* begin TEXT EXCERPT *

• CIMB Securities said the transaction is positive for Sunway, highlighting diversification into infrastructure assets such as toll roads and ports, and operational synergies across property and construction.

KUALA LUMPUR (Jan 13): Analysts are generally positive on Sunway Bhd’s (KL:SUNWAY) RM11 billion takeover of IJM Corporation Bhd (KL:IJM), citing earnings growth and diversification into infrastructure, though some question the offer price.

CGS International in a note said the deal could boost Sunway’s credibility and narrow its holding company discount after Sunway Healthcare Group Bhd’s expected listing in the first quarter of 2026.

It estimated, on a pro forma basis, the combined entity would have total assets of RM53 billion, up 69% from Sunway’s current level, and shareholders’ funds of RM26 billion, a 64% increase. 

Total net debt would be RM13 billion, with a net gearing of 0.5 times. Its Malaysian order book would reach RM14.8 billion (+131%), the land bank would expand to 5,685 acres (+140%), and the gross development value would total RM118 billion (+99%).

Hong Leong Investment Bank Research (HLIB) meanwhile expects the acquisition to lift Sunway’s earnings per share by 17.8% on a pro forma basis for the financial year ending Dec 31, 2026 (FY2026), excluding synergies, supported by Sunway’s higher valuation multiple and IJM’s sizeable construction and infrastructure assets.

In a separate note, CIMB Securities said the transaction is positive for Sunway, highlighting diversification into infrastructure assets such as toll roads and ports, and operational synergies across property and construction. It said it sees the deal only being marginally earnings-accretive for Sunway under both minimum and full acceptance scenarios.

However, it noted that the RM3.15 offer price represents a 12.5% discount to its target price of RM3.60 for IJM.

* end TEXT EXCERPT *
* begin DATA PROVIDED *

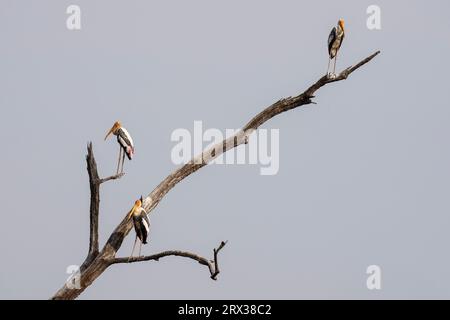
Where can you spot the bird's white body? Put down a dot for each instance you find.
(125, 140)
(337, 41)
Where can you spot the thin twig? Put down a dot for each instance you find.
(213, 265)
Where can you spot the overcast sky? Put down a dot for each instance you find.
(364, 175)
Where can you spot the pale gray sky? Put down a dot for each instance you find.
(364, 174)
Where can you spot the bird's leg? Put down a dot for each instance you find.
(328, 68)
(140, 247)
(134, 246)
(335, 61)
(118, 163)
(123, 160)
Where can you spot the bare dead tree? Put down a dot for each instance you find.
(98, 261)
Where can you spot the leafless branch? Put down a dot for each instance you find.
(98, 263)
(94, 184)
(212, 265)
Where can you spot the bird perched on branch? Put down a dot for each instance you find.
(141, 224)
(125, 141)
(334, 43)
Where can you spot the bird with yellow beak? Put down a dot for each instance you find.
(334, 44)
(126, 145)
(141, 224)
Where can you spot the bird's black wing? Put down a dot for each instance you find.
(144, 226)
(331, 39)
(121, 135)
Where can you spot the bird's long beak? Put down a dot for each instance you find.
(110, 131)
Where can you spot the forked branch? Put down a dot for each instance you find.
(212, 265)
(98, 262)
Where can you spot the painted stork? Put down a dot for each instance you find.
(125, 141)
(334, 43)
(141, 224)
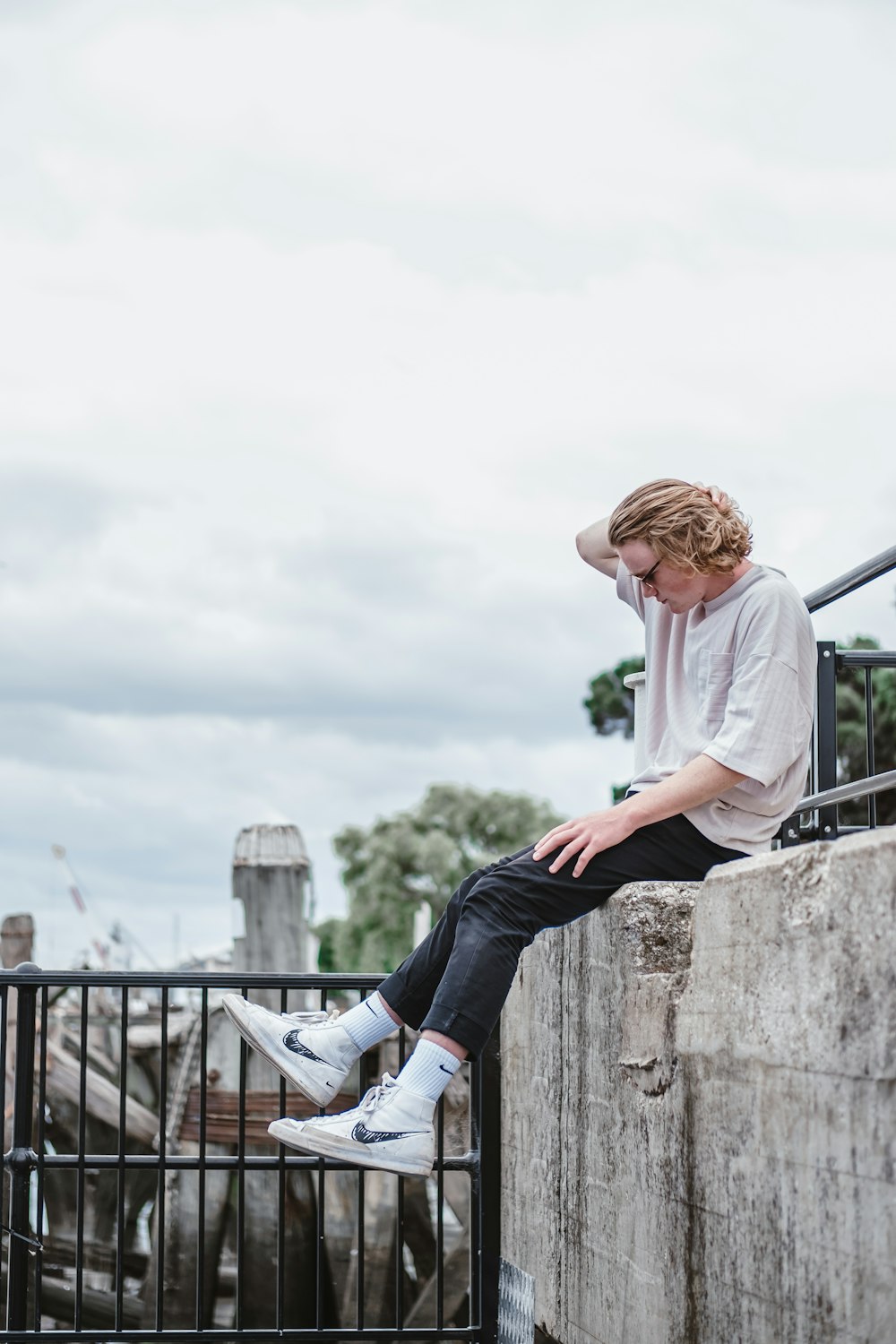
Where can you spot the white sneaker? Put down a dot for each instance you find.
(392, 1129)
(309, 1048)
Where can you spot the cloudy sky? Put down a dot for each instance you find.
(327, 325)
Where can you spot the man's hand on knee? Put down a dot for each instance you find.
(586, 836)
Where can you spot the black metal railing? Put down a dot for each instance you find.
(817, 816)
(147, 1203)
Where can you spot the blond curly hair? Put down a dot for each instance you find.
(681, 524)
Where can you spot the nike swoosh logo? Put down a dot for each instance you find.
(293, 1043)
(381, 1136)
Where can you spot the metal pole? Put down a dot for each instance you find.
(490, 1187)
(22, 1160)
(826, 736)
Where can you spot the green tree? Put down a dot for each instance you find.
(610, 703)
(421, 855)
(852, 734)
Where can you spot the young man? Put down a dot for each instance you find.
(731, 663)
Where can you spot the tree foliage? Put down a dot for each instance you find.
(421, 855)
(610, 703)
(852, 741)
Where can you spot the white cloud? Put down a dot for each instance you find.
(328, 327)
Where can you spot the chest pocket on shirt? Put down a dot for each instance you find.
(713, 685)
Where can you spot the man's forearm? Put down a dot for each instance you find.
(592, 545)
(699, 781)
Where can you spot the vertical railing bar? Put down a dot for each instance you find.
(476, 1193)
(322, 1196)
(440, 1217)
(489, 1188)
(22, 1153)
(81, 1176)
(322, 1233)
(400, 1211)
(869, 733)
(4, 991)
(359, 1279)
(163, 1148)
(241, 1176)
(123, 1134)
(281, 1199)
(825, 738)
(203, 1123)
(42, 1121)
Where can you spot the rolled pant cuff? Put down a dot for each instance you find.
(458, 1027)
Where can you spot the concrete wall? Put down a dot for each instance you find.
(699, 1137)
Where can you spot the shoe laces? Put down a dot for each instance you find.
(312, 1019)
(378, 1094)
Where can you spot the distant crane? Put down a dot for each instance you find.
(102, 941)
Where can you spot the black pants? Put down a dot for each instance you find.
(458, 978)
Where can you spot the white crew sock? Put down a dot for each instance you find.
(429, 1070)
(368, 1023)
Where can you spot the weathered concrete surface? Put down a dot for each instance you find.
(699, 1142)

* end DATA PROVIDED *

[SET PROBLEM 1] Which research houses does the article on Sunway's takeover of IJM cite as commenting on the deal?
[SET PROBLEM 2] Print the passage of the article on Sunway's takeover of IJM from "KUALA LUMPUR (Jan" up to and including "a 64% increase.".
[SET PROBLEM 3] Can you write what comes next in the article on Sunway's takeover of IJM, picking up after its final sentence?

[WRITTEN REPLY 1]
- CGS International
- Hong Leong Investment Bank Research (HLIB)
- CIMB Securities

[WRITTEN REPLY 2]
KUALA LUMPUR (Jan 13): Analysts are generally positive on Sunway Bhd’s (KL:SUNWAY) RM11 billion takeover of IJM Corporation Bhd (KL:IJM), citing earnings growth and diversification into infrastructure, though some question the offer price.

CGS International in a note said the deal could boost Sunway’s credibility and narrow its holding company discount after Sunway Healthcare Group Bhd’s expected listing in the first quarter of 2026.

It estimated, on a pro forma basis, the combined entity would have total assets of RM53 billion, up 69% from Sunway’s current level, and shareholders’ funds of RM26 billion, a 64% increase.

[WRITTEN REPLY 3]
Meanwhile, MBSB Research said the acquisition would modestly improve earnings by about 1% post-consolidation while lowering net gearing to around 0.5 times due to the enlarged equity base. 

RHB Investment Bank highlighted that the enlarged group would gain scale, deeper infrastructure exposure, and stronger execution, making Sunway a more diversified play on domestic growth over the medium to long term.

It added that Sunway will have one less major rival in the construction industry, positioning its subsidiary Sunway Construction Group Bhd (KL:SUNCON) to be in a stronger position when bidding for new jobs.

In contrast, Kenanga Research said the RM3.15-per-share offer could be a hurdle, as IJM shareholders may be inclined to reject it. The price is 7% below its target price for IJM of RM3.40 and may not fully reflect the value of its infrastructure assets and earnings potential.

The research house added that the limited cash component and high Sunway share issuance may not entice IJM shareholders to accept the offer.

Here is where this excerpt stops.